= Fonte =
■ ■ ■ ■ ■
A crioulada, afeita a obedecer, emudeceu”


“A Carne”

O romance “A Carne”, de Júlio Ribeiro (Editora Círculo do Livro, 170 páginas) é um livro de época bastante interessante. Publicado em 1888, serve como retrato de uma época e exige-se a adequada contextualização, sob pena de levarmos o seu autor ao banco dos réus da patrulha ideológica do politicamente correto. O Brasil vivia os últimos anos de escravidão, pelo menos a oficial, e o cenário do livro passa-se numa fazenda do interior de São Paulo, quando a hoje grande megalópole possuía cerca de 60 mil habitantes apenas.

Vale a pena esclarecer que o título em caixa alta foi intencional, pois, toda vez que ele utiliza a palavra no romance ela vem com essa distinção, como se nos quisesse gritar a importância da sensação na nossa alma.

A novela centra-se na relação entre Helena e Barbosa. Esta é uma rapariga órfã e rica que acaba de se instalar na fazenda de um grande amigo do seu pai, e lá conhece o estouvado filho dele, que se havia separado, ilustrado por já ter estado na Europa e que cultivava o hábito da leitura e dos estudos. Ateu, fisiologista até à medula e descrente do amor que leva ao enfadonho casamento, com todas as suas instituições estúpidas, este é Barbosa. Helena possui também esses dotes intelectuais, embora não tivesse ido ao estrangeiro ainda. Ele na casa dos 45 anos, ela mocinha.

O que começa como uma admiração intelectual mútua logo se traduz num relacionamento sexual intenso, daí a CARNE que sempre se vem manifestar ao longo desta trama. O cenário da fazenda é-me muito caro, pois em criança presenciei de perto toda a beleza esplendorosa de uma casa no campo. As cenas da moagem da cana de açúcar, o estágio da garapa até se transformar em açúcar é belíssima!

O único senão do livro é a elaboração pedante em algumas passagens, a discrição pormenorizada de elementos da natureza e ao lermos as primeiras cartas trocadas pelos apaixonados, quando este tem que viajar de modo a tratar de questões comerciais em Santos, a verborragia aborrecida quase me fez dormir. Mas vencida essa contrariedade, a leitura apresentou-se agradável. A esclarecer que o autor era um notável gramático e filólogo, daí certamente a sua inspiração para esbanjar erudição.
■ ■ ■ ■ ■
= Enunciado escrito A =
Mostre todas as linhas dos registos que contêm a palavra "glove", tendo em conta a distinção entre maiúsculas e minúsculas.
Os registos não têm qualquer relação com o texto.

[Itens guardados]
■ ■ ■ ■ ■
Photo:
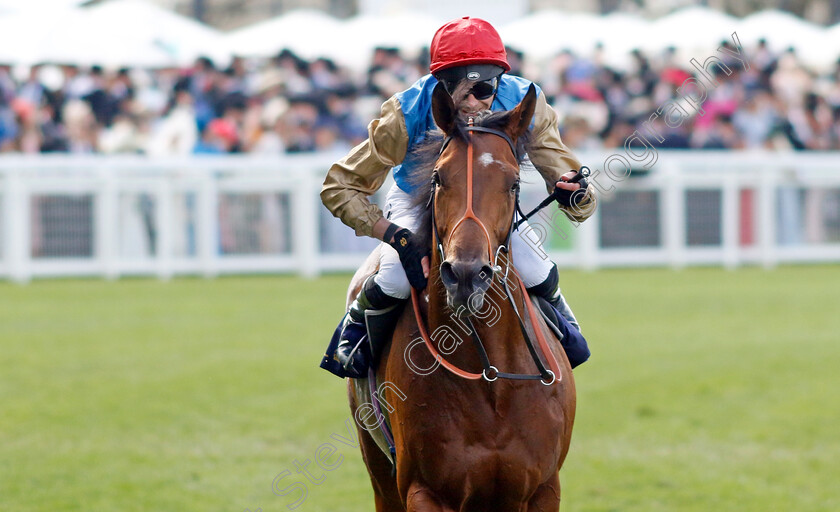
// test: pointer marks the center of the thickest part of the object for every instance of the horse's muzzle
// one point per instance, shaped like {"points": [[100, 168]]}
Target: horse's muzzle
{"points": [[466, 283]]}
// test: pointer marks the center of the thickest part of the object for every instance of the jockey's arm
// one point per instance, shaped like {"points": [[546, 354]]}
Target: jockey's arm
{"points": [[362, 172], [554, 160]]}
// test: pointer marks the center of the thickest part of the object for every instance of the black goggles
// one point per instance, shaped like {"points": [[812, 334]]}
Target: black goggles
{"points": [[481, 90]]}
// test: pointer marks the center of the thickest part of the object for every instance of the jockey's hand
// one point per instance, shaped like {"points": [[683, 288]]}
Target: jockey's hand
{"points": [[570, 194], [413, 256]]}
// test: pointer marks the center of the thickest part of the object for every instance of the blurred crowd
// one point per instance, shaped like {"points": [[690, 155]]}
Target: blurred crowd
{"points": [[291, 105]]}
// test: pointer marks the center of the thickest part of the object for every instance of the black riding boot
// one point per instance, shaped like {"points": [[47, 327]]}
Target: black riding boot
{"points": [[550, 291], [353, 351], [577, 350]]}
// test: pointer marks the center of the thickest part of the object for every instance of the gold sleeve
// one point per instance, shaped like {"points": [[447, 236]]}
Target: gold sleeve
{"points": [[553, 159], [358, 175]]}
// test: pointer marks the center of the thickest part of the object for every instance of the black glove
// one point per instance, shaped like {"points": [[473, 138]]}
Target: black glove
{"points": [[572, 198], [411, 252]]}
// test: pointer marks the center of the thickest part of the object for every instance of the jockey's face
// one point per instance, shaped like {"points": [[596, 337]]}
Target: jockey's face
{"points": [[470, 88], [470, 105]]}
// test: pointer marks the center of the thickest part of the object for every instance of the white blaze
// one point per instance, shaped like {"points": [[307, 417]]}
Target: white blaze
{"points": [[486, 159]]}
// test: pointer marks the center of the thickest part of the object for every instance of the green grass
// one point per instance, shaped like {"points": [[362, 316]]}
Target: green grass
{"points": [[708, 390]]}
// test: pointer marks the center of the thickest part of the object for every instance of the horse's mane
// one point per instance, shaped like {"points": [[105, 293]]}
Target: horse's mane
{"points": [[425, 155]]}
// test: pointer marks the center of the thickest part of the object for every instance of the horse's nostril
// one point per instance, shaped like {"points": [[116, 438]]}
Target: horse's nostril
■ ■ ■ ■ ■
= Enunciado escrito B =
Escreva a continuação do texto sobre o romance “A Carne”, a partir da última frase apresentada.

= Resposta à tarefa A =
// test: pointer marks the center of the thickest part of the object for every instance of the black glove
Target: black glove

= Resposta à tarefa B =
O escritor e gramático brasileiro Júlio César Ribeiro Vaughan

Acerca da escravidão, somos apresentados à comunidade dos pretos, e são várias as passagens em que os mesmos são subjugados como meros animais irracionais. Na citação publicada acima, temos uma noção. Assim, o personagem Joaquim Cambinda, um preto velho imprestável e alforriado na casa dos 80 anos, é descrito com toda a sua teia de maldades, assassinando outros pretos e até tentando fazer os seus feitiços contra os seus patrões. A cena em que ele é justiçado é agonizante e feita aquela sentença, toca-se a vida como era antes. Na carreira de jornalista, Júlio Ribeiro foi um entusiasta da Abolição da Escravatura e enquanto dirigia os seus jornais, não aceitava publicidades acerca de informes de negros fugidos.

As cenas das caçadas são muito bem-feitas e eu mesmo tive o cuidado de não incorrer no anacronismo. Pois, defensor dos animais que sou, embrulhou-me o estômago ver Helena disparar contra jacus, araras e tucanos, ceifando a vida a mais de 20 aves. Nesse momento, desejei um mal à personagem e acreditem, ele se deu. A volúvel mocinha é picada por uma cascavel e fica entre a vida e a morte. Aludi a volúvel e essa é a característica principal dessa rapariga. Perde a virgindade com Manduca (apelido de Barbosa) e desculpem-me as pudicas leitoras do Barrete, no início, e como sempre, parece aquelas que estão com vontade de dar, mas com medo de doer.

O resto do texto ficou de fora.